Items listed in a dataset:
= Beginning of Section =

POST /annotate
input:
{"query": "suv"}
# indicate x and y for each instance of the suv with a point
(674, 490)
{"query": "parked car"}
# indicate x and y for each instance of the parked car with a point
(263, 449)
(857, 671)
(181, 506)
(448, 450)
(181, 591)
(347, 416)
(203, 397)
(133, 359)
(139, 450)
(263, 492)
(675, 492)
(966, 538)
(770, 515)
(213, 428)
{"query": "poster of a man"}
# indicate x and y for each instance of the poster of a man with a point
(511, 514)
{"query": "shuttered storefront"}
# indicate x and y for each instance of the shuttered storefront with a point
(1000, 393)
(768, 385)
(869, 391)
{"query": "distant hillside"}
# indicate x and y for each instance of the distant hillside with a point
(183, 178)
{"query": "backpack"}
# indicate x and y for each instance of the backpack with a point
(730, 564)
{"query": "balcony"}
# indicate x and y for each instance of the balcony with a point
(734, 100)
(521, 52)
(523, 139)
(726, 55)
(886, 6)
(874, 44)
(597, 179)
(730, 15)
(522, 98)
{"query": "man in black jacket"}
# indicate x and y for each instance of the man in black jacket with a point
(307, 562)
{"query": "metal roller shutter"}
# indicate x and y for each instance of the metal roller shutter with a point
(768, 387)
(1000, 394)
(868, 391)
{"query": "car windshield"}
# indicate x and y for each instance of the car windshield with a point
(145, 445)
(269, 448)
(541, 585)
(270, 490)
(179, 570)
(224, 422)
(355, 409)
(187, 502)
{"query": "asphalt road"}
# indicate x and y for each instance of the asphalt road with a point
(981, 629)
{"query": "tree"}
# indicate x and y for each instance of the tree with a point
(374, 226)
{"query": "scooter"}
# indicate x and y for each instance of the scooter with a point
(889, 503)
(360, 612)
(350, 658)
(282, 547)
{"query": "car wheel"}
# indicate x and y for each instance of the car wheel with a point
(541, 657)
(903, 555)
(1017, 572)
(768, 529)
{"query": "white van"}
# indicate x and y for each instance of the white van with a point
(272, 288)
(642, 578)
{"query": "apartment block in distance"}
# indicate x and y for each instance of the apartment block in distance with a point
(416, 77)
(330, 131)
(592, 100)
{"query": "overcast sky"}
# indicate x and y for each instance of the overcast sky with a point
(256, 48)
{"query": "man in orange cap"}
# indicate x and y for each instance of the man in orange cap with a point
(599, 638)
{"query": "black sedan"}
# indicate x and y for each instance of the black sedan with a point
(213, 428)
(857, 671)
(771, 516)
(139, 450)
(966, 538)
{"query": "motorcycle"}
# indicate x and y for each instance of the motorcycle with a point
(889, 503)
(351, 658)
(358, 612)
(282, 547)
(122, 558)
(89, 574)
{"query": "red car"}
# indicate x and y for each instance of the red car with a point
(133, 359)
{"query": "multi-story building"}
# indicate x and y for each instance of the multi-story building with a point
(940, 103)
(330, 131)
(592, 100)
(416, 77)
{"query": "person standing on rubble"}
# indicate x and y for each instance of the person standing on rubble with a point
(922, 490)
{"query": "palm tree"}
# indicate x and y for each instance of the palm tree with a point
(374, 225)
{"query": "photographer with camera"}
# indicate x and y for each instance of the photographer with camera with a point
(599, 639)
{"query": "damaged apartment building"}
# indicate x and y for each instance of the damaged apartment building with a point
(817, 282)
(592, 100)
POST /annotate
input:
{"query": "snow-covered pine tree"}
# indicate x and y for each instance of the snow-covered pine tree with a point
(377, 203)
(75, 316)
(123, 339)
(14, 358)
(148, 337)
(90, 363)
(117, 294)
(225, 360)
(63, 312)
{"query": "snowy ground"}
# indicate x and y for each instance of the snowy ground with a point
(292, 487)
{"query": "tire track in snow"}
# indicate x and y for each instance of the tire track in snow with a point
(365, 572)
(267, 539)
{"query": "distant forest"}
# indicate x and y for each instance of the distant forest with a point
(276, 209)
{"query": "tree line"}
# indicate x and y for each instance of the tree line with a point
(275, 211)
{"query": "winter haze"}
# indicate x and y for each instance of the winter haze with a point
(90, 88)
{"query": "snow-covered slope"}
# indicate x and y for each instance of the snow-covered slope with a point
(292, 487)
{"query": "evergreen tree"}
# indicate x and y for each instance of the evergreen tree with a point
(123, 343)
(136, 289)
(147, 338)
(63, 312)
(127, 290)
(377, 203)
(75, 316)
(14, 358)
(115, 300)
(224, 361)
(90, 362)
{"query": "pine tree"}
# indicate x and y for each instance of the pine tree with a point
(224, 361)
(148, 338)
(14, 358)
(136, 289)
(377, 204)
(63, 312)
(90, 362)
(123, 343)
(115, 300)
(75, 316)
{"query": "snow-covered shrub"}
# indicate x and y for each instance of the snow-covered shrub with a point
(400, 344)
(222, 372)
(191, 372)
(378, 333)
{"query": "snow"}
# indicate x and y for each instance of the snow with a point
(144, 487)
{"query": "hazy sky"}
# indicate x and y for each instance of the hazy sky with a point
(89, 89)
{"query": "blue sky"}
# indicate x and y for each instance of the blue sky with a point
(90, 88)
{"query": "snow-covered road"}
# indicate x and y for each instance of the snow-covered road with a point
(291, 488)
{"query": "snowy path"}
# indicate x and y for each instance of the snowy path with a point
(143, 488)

= End of Section =

■ **TASK DETAILS**: Repeat each record word for word. Do not leave any out.

■ **PROBLEM SOLUTION**:
POST /annotate
input:
{"query": "suv"}
# indicate x and y for each instance of the suv with a point
(674, 490)
{"query": "parked car"}
# indicate x and y for each instance of the parked car with a point
(263, 449)
(857, 671)
(181, 506)
(448, 450)
(181, 591)
(347, 416)
(203, 397)
(133, 359)
(139, 450)
(263, 492)
(675, 492)
(966, 538)
(770, 515)
(213, 428)
{"query": "poster of a man"}
# indicate x and y for each instance of the poster of a man with a point
(511, 514)
{"query": "shuttered storefront"}
# indicate x and y for each instance of the shuttered storefront with a point
(1000, 393)
(768, 385)
(869, 391)
{"query": "distant hillside"}
# indicate x and y for each instance of the distant hillside with a point
(183, 178)
{"query": "backpack"}
# indicate x and y for each instance of the backpack with a point
(730, 564)
{"query": "balcony"}
# indicate x and y for each instance of the balcony with a point
(734, 100)
(521, 52)
(523, 139)
(726, 55)
(886, 6)
(874, 44)
(597, 179)
(730, 15)
(522, 98)
{"query": "man in black jacket"}
# indicate x and y for each instance of the man in black jacket with a point
(307, 562)
{"query": "metal roller shutter"}
# indicate x and y for each instance of the metal roller shutter with a point
(768, 387)
(1000, 394)
(868, 391)
{"query": "car windshield"}
# indicate x and y for each instance of the car windshield with a point
(145, 445)
(269, 448)
(541, 585)
(270, 490)
(179, 570)
(224, 422)
(355, 409)
(187, 502)
{"query": "asphalt road"}
# indicate x and y for each instance of the asphalt road with a point
(981, 629)
{"query": "tree"}
# indicate x and y for each instance of the tree with a point
(374, 226)
{"query": "scooter"}
# indicate x and y for each instance of the scooter with a point
(889, 503)
(360, 612)
(350, 658)
(282, 547)
{"query": "car wheel"}
# indicate x and y for each instance of the car wheel with a point
(541, 657)
(903, 555)
(1017, 572)
(768, 529)
{"query": "white van"}
# indicate x and y for each instance of the white van with a point
(272, 288)
(642, 578)
{"query": "apartment block in distance"}
# indicate x and y for each instance of the apartment block in distance with a point
(416, 77)
(330, 131)
(592, 100)
{"query": "overcast sky"}
# indicate x and y for each instance of the overcast sky with a point
(256, 48)
{"query": "man in orange cap"}
# indicate x and y for each instance of the man in orange cap with a point
(599, 638)
{"query": "black sedan"}
# indicate x and y for each instance of the black sedan with a point
(213, 428)
(857, 671)
(771, 516)
(139, 450)
(966, 538)
{"query": "motorcycle"}
# indicate x and y for each instance of the motorcycle with a point
(889, 503)
(351, 658)
(358, 612)
(282, 547)
(122, 558)
(89, 574)
{"query": "red car"}
# indicate x and y for each instance of the red car with a point
(133, 359)
{"query": "multi-story building"}
# indicate x and y for each instance of the multi-story building with a point
(940, 103)
(330, 131)
(592, 100)
(416, 77)
{"query": "person standing on rubble"}
# indicate x and y for each instance of the person standing on rubble with a point
(922, 490)
{"query": "palm tree"}
# indicate x and y for each instance of the palm tree with a point
(374, 225)
{"query": "photographer with camera"}
# indicate x and y for each instance of the photographer with camera with a point
(599, 639)
{"query": "damaged apartment building"}
# indicate x and y for each instance of the damaged apartment building with a point
(817, 282)
(592, 100)
POST /annotate
input:
{"query": "snow-covered pine tree"}
# indicate x and y for each instance of the snow-covered pine tree with a point
(377, 203)
(75, 316)
(123, 339)
(14, 358)
(148, 337)
(90, 363)
(117, 294)
(225, 360)
(63, 312)
{"query": "snowy ground"}
# indicate x and y for each instance of the snowy ground with a point
(292, 487)
{"query": "tire track in snow"}
# indicate x and y for each instance of the tire track in snow with a point
(365, 572)
(267, 539)
{"query": "distant forest"}
# indicate x and y for each instance of the distant forest with a point
(276, 209)
{"query": "tree line"}
# indicate x and y for each instance of the tree line with a point
(275, 211)
{"query": "winter haze"}
# indicate x and y for each instance of the winter haze with a point
(90, 88)
{"query": "snow-covered slope"}
# indicate x and y for each instance of the snow-covered slope with a point
(292, 487)
{"query": "evergreen tree"}
# indicate x and y for each instance of the evergreen tree with a point
(123, 343)
(136, 289)
(147, 338)
(63, 312)
(127, 290)
(377, 203)
(75, 316)
(14, 358)
(115, 300)
(224, 361)
(90, 362)
{"query": "pine tree"}
# indicate x and y for each instance of the pine tree with a point
(224, 361)
(148, 338)
(14, 358)
(136, 289)
(377, 204)
(63, 312)
(90, 362)
(123, 343)
(115, 300)
(75, 316)
{"query": "snow-covered shrub"}
# indicate x and y for each instance of the snow-covered shrub with a point
(400, 344)
(222, 372)
(191, 372)
(378, 333)
{"query": "snow"}
# indicate x and y for each instance of the snow with a point
(144, 487)
{"query": "hazy sky"}
# indicate x and y for each instance of the hazy sky with a point
(89, 89)
{"query": "blue sky"}
# indicate x and y for each instance of the blue sky with a point
(90, 88)
{"query": "snow-covered road"}
# indicate x and y for each instance of the snow-covered road with a point
(291, 488)
{"query": "snowy path"}
# indicate x and y for each instance of the snowy path with a point
(143, 488)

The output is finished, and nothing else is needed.